* _Document text_
• • • •

Actual testimony by former Clippers owner Donald Sterling, under oath, in 2003
So, um, where were we … oh yes, right, we were talking about losing. Given that failure is the default setting, The Lose isn’t inclined to award the TLOTY Award to those perpetually lame and irrelevant franchises like the Cubs, the Edmonton Oilers or the Tampa Bay Buccaneers. Any hack can be terrible, when you get right down to it. Nor am I particularly impressed by clubs that actively try to be terrible (but don’t call it tanking, whatever you do) for the purposes of trying to strike it rich in the draft. We’re also going to give some mulligans to teams that were ravaged by injuries, such as the Texas Rangers. They may have been trending downward talentwise at the start of the year, but the Rangers were reduced to running out retreads and guys barely adapted to playing for the Round Rock Express, their AAA affiliate, much less at the major league level. In general, The Lose considers health to be a skill – a guy who can’t stay healthy is not an asset to a team – and injuries hurt bad teams more, as their depth is lacking and they’re unable to compensate, but a run like the Rangers had last year was unprecedented. That one doesn’t count. And while the Philadelphia Eagles’ late-season collapse had definitely been inglourious, what were you expecting from Mark Sanchez?

“Not much, to be honest. He’s still the same dude.”

• • • •

Data lines
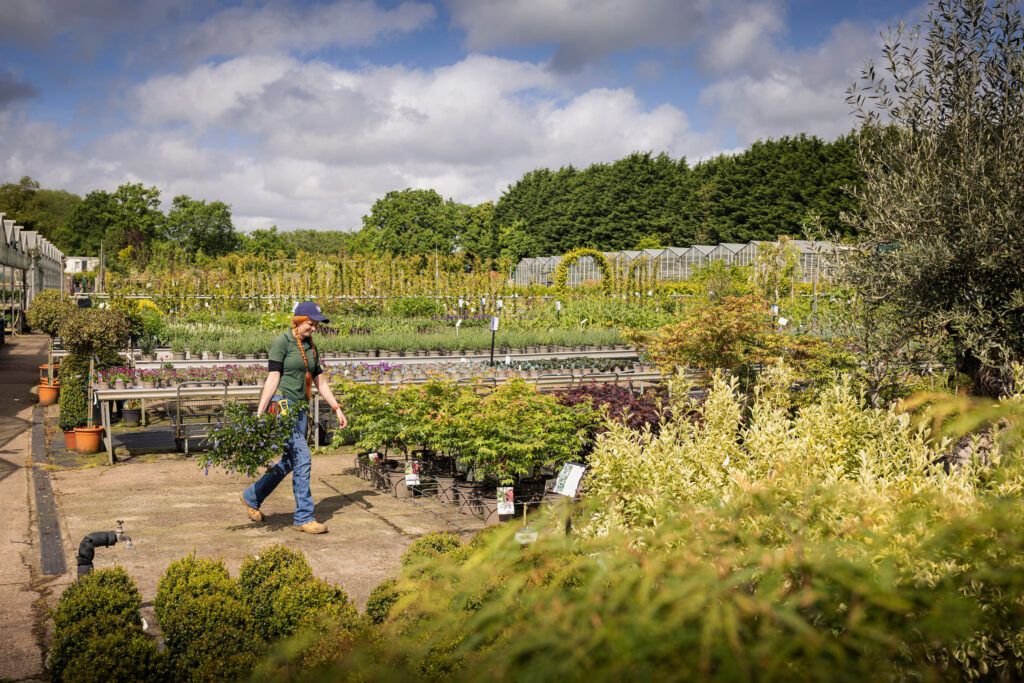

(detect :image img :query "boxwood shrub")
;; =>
[154,555,264,681]
[238,545,313,637]
[49,566,165,681]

• • • •

* _Task details_
Carry on the piece about losing sports franchises, starting after its last line.

* _Exercise response_
– Seahawks DT Michael Bennett, asked what the Seahawks were expecting from Mark Sanchez after Seattle’s 24:14 win in Philly


There are many worthy candidates across the wide spectrum of sports this year – and with the Olympics and the World Cup in 2014, we truly have a deep field from which to choose – but each of this year’s TLOTY nominees displayed incompetence, both on the field and off, that was both impressive and, at times, downright disturbing. For a few of the long-suffering, there has been some signs of life here in 2014. The Houston Astros are making some incremental steps towards respectability after a historically bad run in baseball. They still can’t pitch, but some of their young prospects should be ready to excel. On the football front, the Raiders are playing hard, have beaten three straight playoff contenders at home and appear to have actually found themselves a QB to build around, while there are some signs of hope for the Jacksonville Jaguars as well, who have also put some good pieces in place but need to work on some fundamental concepts like protecting the QB:

Eight guys blocking five. What could possibly go wrong?
OK, well, that’s a work in progress.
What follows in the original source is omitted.